(Beginning of Supplied data)
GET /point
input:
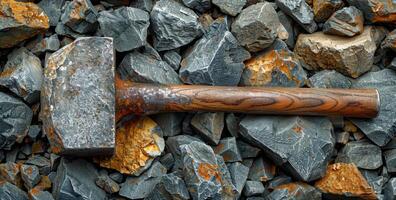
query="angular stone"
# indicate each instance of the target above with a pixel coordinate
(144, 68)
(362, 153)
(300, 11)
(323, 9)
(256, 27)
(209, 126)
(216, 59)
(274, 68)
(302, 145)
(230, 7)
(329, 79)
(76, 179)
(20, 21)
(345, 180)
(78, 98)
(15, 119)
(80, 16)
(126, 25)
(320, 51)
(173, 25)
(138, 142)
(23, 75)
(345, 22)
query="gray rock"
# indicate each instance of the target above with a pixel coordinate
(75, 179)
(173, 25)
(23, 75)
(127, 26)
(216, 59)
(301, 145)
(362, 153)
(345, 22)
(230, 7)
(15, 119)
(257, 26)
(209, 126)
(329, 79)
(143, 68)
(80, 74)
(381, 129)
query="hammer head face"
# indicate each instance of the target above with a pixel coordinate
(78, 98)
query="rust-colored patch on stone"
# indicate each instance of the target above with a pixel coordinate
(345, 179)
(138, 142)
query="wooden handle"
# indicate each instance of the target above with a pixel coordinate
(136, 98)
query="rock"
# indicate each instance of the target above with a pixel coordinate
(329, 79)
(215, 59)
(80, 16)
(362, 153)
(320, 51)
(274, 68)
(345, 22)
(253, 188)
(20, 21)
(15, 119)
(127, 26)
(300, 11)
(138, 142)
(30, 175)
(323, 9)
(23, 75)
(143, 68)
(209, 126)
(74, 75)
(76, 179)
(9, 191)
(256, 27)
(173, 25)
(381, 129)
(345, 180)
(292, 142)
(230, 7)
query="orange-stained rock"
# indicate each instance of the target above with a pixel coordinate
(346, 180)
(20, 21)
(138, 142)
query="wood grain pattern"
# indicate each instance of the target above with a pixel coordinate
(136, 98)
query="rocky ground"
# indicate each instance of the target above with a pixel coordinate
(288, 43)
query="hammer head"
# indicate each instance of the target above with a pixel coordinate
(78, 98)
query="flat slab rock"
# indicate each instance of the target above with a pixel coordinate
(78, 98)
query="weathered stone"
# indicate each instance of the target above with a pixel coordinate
(End of Supplied data)
(Beginning of Supplied data)
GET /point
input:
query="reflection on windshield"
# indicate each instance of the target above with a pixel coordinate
(End of Supplied data)
Which of the lines in the listing above include "hammer"? Report each of them.

query="hammer head face"
query="hammer head"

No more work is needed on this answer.